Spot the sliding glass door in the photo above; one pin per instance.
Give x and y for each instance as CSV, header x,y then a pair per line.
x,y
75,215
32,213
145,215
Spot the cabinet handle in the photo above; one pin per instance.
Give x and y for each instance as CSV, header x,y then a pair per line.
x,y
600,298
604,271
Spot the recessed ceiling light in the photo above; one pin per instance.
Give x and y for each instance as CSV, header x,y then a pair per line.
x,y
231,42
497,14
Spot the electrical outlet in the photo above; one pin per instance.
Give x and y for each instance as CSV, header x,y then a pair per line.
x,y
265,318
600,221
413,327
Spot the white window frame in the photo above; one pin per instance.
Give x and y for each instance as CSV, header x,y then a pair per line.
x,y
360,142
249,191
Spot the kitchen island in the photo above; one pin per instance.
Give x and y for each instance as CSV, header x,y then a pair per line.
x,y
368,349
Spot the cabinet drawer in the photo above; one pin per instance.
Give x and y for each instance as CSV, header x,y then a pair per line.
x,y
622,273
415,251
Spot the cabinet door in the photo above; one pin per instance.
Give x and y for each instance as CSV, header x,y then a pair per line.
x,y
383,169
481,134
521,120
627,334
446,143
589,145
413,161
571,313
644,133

—————

# [Directive]
Reproduce the records from the line containing "Spot the cabinet drawer" through the end of the records, keeping every line, requests included. Scale each x and y coordinate in the answers by 0.8 and round it to a whole number, rounding halves up.

# [Answer for the task]
Spot the cabinet drawer in the photo above; one pin per instance.
Give x and y for each instance as CSV, header x,y then a pair per line.
x,y
498,218
332,201
Spot the cabinet door in the photo above; one pin per instance.
Give x and y for each instance as CSV, header x,y then a pair per line.
x,y
306,135
385,107
417,96
502,267
357,114
471,116
330,129
457,250
515,106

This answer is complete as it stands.